Write out every item below word for word, leaving out the pictures.

▸ RECORDS SUPPLIED
^^^^^^^^

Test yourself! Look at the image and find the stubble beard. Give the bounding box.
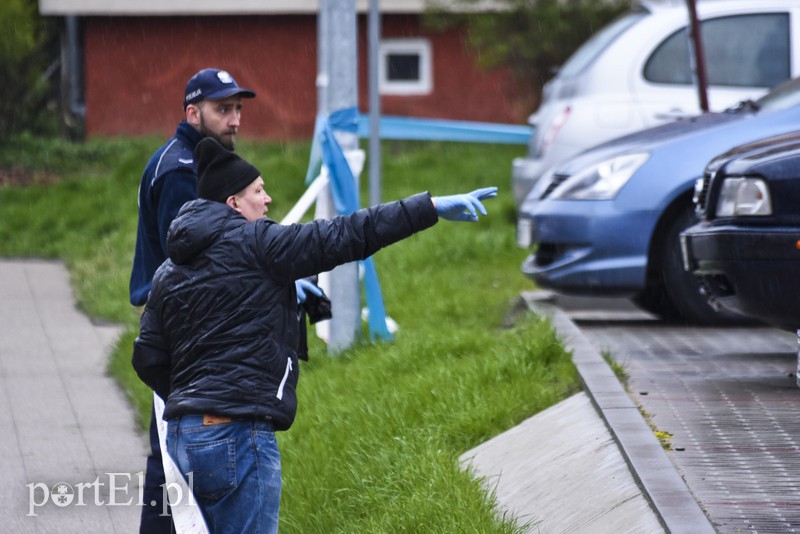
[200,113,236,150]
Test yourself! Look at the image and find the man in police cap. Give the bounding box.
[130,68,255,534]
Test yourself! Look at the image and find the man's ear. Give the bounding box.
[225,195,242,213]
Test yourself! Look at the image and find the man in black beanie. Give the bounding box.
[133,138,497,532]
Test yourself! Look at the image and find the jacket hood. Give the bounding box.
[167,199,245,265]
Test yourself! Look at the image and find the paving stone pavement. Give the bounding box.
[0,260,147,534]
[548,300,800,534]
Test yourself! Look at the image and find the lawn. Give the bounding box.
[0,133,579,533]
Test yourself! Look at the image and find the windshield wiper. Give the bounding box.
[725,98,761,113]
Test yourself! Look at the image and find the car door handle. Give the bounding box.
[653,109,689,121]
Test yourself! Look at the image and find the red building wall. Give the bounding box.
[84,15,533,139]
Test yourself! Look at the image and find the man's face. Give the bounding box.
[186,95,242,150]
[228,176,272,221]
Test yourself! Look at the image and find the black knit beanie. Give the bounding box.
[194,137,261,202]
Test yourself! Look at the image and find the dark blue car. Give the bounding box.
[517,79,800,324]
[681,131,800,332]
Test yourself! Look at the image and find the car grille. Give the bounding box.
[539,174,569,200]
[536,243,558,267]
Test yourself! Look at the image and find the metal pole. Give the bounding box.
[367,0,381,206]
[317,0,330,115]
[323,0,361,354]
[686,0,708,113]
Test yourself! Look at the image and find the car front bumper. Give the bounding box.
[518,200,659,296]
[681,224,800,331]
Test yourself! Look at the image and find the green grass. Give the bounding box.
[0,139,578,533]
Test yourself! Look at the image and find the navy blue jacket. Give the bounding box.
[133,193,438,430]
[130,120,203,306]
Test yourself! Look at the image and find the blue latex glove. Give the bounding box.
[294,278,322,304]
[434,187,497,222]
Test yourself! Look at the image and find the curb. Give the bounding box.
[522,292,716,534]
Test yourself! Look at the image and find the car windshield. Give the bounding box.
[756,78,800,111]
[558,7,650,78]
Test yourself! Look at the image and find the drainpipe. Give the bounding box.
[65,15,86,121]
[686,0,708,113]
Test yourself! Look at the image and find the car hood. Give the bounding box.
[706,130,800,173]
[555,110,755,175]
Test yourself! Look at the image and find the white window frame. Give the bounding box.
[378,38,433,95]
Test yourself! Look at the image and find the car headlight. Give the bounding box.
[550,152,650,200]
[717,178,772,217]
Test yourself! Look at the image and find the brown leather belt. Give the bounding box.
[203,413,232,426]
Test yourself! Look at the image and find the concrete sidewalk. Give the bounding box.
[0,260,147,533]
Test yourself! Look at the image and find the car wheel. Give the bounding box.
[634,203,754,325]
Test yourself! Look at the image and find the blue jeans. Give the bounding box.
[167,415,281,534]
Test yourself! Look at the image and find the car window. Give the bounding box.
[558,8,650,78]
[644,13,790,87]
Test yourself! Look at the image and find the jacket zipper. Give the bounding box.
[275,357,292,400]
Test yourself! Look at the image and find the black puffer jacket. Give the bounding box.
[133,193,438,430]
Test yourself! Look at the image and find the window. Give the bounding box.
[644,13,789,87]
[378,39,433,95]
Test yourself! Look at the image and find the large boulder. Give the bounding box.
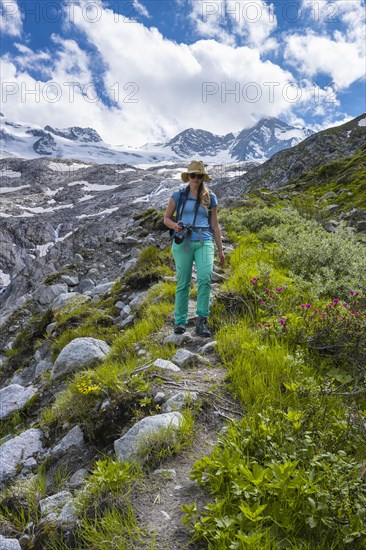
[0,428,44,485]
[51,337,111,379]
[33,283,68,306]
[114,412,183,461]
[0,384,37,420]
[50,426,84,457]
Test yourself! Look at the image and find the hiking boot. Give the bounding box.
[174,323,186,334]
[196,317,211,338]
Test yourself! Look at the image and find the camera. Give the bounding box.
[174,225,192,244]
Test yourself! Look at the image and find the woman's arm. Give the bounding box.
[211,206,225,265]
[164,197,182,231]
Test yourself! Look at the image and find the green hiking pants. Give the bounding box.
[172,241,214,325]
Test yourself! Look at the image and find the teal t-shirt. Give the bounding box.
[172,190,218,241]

^^^^^^^^

▸ EXPECTED OUTPUT
Test yourself! Look at the image and find the stubble beard. Give the bounding box.
[200,113,236,150]
Test yourself! Look at the image and find the man in police cap. Give the bounding box.
[130,68,255,534]
Test yourself! Look at the image and find the man's ear. Give the bounding box.
[225,195,242,213]
Test yourself! Look at the image and find the man in black beanie. Give the bounding box.
[133,138,497,532]
Test yourself! Look at the image and find the jacket hood. Give the bounding box.
[167,199,245,265]
Test yourself! Look at the image and find the paving stone pavement. Give the bounding box.
[0,260,147,534]
[548,300,800,534]
Test yourself! Look at the image and find the lawn. Give the bounding box.
[0,133,579,533]
Test yourself! Look at the image and find the windshield wiper. Give the bounding box.
[725,98,761,113]
Test yourself! Look at the image and find the car door handle. Give the bounding box.
[653,109,689,121]
Test yourself! Look at the image and find the red building wall. Give the bounding box.
[84,15,533,139]
Test yourself! Look at the image and find the man's face. Give the bounding box.
[186,95,242,150]
[228,176,272,221]
Test yourself! Look at the image and find the black knit beanie. Give the bounding box.
[194,137,261,202]
Test yourself! Look at the image and find the dark blue car. Give the bounding box.
[517,79,800,324]
[681,131,800,332]
Test yourself! Look at the image and find the car grille. Give the bounding box.
[539,174,569,200]
[536,243,558,267]
Test yourself! Look at the image and find the metal pole. Give the bounding box.
[367,0,381,206]
[317,0,330,115]
[323,0,361,354]
[686,0,708,113]
Test yourself! Look at the image and find the car front bumper. Give the bounding box.
[518,200,659,296]
[681,224,800,331]
Test yourself! Look at the image and find the green grass. Give the bounding box.
[0,139,578,533]
Test yourself! Look at the image and find the navy blue jacket. Give the bounding box.
[133,193,438,430]
[130,120,203,306]
Test yourself! Look at the image and find the blue latex glove. Give the bounding box.
[294,278,322,304]
[434,187,497,222]
Test yourself! Look at the image and find the curb. Give the bounding box.
[522,292,716,534]
Test yourself! Look at the image and find the car windshield. Give the bounding box.
[756,78,800,111]
[558,7,650,78]
Test yourself! Look at the image and find the drainpipe. Give the bounding box.
[65,15,86,121]
[686,0,708,113]
Test yourself! Look at the image and find the car hood. Give the bounding box.
[706,130,800,173]
[555,110,755,175]
Test yourself! Look at the image and find the white window frame. Give the bounding box.
[378,38,433,95]
Test yourself! Look at the image and find the car headlight. Give the bounding box.
[550,152,650,200]
[717,178,772,217]
Test yourself! Look at the image and find the brown leather belt. Give the bounding box.
[203,413,232,426]
Test yourself! Look at the image and find the concrete sidewalk. Give the bounding box.
[0,260,147,533]
Test yourself! Look at the image and find the car wheel. Give the bounding box.
[634,203,754,325]
Test yourself! Look at the image and find the blue jeans. Give the bounding box.
[167,415,281,534]
Test yourself! Look at the image and find the car window. Give the bounding box.
[558,8,650,78]
[644,13,790,87]
Test yourself! Look at the image and find the jacket zipper. Give the bounding box.
[275,357,292,400]
Test yourself! Look at the image and find the black puffer jacket. Give the bounding box.
[133,193,438,430]
Test yourself! Look at the image and find the window. Give the bounding box.
[644,13,789,87]
[378,39,433,95]
Test yourself! Look at the image and find the large boulder. Give the bounding box.
[0,428,44,485]
[51,337,111,379]
[33,283,68,306]
[114,412,183,461]
[0,384,37,420]
[50,426,84,457]
Test yourself! Look at the image and find the hiking boot. Give the bounding box.
[174,323,186,334]
[196,317,211,338]
Test yourself! Look at the image and find the camera. Give the bounding box.
[174,225,192,244]
Test yourself! Look at the image and find the woman's arm. Give the bounding box.
[211,206,225,265]
[164,197,182,231]
Test yourself! Look at the image and find the green hiking pants. Give the bounding box.
[172,241,214,325]
Test yourself! Look at the image and find the teal t-shirt. Give the bounding box.
[172,190,218,241]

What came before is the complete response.